:: Action item ::
Return the lines below exactly as they appear, please, starting with the first and ending with the one that contains "Make sure each instance of the young".

Stored items:

──────

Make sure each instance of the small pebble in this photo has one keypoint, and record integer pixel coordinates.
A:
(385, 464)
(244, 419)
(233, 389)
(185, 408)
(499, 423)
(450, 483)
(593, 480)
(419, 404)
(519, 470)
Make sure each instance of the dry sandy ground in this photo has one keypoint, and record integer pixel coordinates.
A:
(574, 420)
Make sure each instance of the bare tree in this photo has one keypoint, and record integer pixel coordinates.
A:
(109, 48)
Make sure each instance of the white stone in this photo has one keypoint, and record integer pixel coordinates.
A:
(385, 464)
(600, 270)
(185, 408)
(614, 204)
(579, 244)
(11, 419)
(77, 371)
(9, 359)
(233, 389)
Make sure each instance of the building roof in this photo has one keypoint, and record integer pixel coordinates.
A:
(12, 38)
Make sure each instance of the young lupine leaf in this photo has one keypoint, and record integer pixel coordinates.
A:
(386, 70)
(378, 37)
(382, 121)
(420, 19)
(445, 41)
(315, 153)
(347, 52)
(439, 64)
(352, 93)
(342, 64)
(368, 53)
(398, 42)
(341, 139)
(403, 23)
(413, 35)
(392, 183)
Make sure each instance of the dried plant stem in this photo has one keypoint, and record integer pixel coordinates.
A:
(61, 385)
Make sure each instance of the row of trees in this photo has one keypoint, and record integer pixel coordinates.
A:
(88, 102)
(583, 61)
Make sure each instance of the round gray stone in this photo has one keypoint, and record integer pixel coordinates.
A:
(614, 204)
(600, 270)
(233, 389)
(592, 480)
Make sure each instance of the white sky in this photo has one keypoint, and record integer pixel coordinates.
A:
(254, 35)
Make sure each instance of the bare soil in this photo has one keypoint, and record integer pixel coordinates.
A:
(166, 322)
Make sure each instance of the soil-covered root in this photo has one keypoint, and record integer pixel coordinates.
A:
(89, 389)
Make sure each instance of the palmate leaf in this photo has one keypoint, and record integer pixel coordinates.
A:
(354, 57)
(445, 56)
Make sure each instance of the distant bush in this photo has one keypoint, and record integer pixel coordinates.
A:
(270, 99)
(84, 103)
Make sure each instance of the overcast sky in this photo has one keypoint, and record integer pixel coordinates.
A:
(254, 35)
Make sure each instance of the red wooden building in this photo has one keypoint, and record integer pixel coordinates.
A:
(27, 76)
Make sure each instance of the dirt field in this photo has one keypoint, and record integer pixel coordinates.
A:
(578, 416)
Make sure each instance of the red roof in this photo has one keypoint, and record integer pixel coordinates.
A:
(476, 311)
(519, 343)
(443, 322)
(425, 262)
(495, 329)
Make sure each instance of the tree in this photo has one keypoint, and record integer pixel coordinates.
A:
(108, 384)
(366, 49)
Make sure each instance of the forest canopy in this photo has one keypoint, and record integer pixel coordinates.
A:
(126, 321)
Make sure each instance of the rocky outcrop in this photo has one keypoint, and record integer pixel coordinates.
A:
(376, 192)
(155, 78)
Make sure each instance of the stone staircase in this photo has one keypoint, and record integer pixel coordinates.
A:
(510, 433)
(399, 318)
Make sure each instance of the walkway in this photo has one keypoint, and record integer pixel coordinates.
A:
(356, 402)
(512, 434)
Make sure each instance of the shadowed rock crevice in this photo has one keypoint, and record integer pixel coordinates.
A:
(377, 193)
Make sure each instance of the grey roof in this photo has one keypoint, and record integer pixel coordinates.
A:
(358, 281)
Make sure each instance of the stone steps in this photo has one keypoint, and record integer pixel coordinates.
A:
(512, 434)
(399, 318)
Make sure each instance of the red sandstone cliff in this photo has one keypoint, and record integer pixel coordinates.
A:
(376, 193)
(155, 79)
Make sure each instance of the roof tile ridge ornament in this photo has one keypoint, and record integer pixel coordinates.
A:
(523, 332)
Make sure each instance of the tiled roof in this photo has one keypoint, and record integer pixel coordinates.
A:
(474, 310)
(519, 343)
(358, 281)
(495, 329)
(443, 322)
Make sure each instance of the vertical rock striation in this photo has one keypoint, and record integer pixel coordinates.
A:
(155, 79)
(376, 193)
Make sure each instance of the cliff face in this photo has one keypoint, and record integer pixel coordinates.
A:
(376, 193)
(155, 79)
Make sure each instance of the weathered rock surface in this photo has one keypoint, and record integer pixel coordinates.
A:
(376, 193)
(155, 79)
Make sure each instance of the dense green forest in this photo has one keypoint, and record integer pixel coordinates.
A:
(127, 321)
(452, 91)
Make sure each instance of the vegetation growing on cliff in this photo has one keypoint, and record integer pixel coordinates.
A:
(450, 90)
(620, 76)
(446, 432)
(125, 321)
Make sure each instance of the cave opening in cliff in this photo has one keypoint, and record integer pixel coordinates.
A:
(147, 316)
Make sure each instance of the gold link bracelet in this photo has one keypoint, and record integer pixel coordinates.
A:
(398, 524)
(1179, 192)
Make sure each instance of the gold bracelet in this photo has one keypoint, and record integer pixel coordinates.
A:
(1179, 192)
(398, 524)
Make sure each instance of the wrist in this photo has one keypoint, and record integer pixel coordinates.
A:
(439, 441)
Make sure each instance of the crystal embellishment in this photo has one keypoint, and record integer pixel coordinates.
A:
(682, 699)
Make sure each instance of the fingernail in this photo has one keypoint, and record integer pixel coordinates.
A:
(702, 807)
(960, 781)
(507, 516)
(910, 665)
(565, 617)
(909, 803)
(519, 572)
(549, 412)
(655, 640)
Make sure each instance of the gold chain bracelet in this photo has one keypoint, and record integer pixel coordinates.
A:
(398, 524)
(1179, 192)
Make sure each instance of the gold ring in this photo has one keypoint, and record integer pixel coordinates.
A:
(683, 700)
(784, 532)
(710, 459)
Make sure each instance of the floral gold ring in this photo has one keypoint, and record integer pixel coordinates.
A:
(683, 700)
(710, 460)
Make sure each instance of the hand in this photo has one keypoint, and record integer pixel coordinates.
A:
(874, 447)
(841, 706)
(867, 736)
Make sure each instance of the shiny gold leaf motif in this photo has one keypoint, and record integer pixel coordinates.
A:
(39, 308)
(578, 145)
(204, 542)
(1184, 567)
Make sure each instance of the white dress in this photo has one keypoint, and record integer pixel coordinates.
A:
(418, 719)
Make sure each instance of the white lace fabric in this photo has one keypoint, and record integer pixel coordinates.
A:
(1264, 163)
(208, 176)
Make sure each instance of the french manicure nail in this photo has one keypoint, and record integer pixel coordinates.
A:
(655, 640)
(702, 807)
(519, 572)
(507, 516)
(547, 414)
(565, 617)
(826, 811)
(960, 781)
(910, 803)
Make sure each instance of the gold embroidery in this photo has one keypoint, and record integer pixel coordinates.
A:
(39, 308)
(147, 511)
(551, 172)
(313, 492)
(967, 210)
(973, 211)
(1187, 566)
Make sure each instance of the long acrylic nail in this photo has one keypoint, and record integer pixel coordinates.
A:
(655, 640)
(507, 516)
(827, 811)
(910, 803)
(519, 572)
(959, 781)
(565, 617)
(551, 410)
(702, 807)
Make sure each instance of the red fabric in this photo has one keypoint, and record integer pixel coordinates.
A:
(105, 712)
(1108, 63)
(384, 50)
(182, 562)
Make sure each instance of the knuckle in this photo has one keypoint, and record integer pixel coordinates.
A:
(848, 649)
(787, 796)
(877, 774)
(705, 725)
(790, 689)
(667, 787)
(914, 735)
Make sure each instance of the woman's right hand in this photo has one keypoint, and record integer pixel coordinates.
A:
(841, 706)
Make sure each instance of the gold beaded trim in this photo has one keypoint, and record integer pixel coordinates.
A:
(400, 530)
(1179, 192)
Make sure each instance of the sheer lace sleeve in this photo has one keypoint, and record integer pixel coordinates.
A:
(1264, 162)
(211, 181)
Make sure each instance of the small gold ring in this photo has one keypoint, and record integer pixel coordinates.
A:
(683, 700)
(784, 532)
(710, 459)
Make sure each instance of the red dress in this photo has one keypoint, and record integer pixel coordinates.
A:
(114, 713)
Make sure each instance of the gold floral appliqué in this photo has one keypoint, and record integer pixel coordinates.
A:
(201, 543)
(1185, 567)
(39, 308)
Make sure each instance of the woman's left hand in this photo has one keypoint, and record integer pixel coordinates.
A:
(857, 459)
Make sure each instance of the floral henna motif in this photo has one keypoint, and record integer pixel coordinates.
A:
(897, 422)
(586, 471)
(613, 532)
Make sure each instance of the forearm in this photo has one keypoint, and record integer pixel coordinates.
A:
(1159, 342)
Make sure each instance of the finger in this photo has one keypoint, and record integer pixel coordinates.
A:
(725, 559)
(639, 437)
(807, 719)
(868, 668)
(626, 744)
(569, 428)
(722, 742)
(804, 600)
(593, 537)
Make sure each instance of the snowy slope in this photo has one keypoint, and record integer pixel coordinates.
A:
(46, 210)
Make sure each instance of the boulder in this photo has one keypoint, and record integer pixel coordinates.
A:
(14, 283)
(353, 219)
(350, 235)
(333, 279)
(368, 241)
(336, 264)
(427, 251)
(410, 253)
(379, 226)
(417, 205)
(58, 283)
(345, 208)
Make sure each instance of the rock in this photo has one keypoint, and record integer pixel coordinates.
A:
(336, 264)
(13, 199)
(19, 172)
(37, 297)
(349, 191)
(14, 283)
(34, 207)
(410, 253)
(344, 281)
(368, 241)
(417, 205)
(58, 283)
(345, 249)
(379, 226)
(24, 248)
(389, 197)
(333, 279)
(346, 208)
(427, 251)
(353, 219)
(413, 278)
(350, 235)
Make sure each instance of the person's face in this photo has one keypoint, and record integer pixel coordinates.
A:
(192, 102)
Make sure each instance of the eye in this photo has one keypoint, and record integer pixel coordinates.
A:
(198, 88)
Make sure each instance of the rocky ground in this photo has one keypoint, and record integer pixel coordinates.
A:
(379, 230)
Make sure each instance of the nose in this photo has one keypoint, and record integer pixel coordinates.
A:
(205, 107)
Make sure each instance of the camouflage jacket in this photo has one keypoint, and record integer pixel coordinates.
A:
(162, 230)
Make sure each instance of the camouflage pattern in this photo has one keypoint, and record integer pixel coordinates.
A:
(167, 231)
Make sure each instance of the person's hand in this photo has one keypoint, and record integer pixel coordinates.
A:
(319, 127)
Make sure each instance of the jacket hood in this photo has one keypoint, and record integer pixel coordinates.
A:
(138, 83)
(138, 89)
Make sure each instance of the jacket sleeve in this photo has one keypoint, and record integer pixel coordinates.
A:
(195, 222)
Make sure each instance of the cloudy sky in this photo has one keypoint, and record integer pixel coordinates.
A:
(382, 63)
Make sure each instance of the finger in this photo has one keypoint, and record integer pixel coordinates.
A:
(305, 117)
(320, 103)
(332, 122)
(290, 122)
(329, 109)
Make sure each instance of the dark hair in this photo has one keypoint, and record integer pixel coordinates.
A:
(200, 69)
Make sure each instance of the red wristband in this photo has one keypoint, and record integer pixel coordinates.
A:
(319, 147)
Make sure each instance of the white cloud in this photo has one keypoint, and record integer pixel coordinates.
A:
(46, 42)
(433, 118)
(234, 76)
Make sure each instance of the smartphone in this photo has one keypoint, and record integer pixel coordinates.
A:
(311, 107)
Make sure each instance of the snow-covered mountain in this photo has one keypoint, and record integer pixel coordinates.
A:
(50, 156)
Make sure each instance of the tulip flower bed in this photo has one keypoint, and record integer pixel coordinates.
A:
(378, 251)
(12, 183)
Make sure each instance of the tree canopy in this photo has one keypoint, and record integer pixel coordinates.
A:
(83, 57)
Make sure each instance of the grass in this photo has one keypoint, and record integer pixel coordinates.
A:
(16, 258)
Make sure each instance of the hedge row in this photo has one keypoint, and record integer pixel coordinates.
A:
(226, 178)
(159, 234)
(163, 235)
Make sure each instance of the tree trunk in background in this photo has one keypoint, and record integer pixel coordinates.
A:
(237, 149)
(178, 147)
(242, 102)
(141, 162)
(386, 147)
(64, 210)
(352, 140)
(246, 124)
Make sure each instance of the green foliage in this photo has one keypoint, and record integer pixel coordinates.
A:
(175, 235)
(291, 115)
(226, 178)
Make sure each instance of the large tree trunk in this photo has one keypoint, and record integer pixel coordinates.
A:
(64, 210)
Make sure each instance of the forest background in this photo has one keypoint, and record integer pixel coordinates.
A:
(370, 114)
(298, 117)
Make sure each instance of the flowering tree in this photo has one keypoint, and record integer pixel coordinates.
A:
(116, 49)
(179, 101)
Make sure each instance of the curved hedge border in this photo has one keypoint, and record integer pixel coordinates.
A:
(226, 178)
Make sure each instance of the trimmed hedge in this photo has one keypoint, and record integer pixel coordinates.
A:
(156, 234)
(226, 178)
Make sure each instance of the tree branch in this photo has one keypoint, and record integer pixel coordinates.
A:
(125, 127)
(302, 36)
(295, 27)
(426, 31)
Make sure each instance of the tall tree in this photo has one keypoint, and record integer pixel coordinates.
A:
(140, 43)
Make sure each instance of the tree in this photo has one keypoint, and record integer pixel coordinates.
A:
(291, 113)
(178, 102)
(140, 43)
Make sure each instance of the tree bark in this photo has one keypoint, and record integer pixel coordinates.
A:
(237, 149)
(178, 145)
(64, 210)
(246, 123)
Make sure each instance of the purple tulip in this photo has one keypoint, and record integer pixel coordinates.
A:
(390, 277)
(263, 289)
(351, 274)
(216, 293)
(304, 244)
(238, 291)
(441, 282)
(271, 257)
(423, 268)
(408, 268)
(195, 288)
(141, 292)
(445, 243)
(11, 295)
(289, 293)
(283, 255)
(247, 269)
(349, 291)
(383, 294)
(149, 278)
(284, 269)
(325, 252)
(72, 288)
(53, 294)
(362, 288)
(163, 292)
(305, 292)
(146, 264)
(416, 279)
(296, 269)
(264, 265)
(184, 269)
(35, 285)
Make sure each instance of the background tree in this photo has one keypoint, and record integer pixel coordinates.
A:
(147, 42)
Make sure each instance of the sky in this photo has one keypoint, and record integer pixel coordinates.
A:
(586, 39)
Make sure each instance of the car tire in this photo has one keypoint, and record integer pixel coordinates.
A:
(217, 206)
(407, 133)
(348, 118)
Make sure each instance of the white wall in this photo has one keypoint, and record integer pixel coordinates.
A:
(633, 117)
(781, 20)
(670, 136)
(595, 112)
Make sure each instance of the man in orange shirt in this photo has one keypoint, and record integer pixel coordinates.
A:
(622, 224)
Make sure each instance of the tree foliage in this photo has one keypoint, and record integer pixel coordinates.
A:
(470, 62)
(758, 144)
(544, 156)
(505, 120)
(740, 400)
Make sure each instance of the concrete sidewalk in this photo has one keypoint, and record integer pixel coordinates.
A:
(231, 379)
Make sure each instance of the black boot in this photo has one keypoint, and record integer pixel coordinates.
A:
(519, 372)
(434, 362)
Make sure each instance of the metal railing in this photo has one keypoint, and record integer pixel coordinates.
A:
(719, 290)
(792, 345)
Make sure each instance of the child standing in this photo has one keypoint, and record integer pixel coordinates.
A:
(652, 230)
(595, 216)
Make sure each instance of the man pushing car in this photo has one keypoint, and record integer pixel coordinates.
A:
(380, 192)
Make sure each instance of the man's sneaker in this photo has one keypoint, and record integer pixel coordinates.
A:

──────

:: Solution ::
Make sure each instance of the small pebble in this photo has one keypoint, and record integer pixel coordinates.
A:
(385, 464)
(244, 419)
(233, 389)
(185, 408)
(499, 423)
(450, 483)
(593, 480)
(419, 404)
(519, 470)
Make sure each instance of the dry sandy ground in this photo has one keypoint, and record integer pixel coordinates.
A:
(574, 420)
Make sure each instance of the bare tree in this photo has one keypoint, and record integer pixel coordinates.
A:
(109, 48)
Make sure each instance of the white stone in this photo has one keypoint, and record integer pixel coordinates.
A:
(385, 464)
(600, 270)
(185, 408)
(614, 204)
(579, 244)
(11, 419)
(77, 371)
(9, 359)
(233, 389)
Make sure each instance of the building roof in this photo has one keypoint, and record integer pixel coordinates.
A:
(12, 38)
Make sure each instance of the young lupine leaf in this photo has one keypoint, and record integer pixel coordinates.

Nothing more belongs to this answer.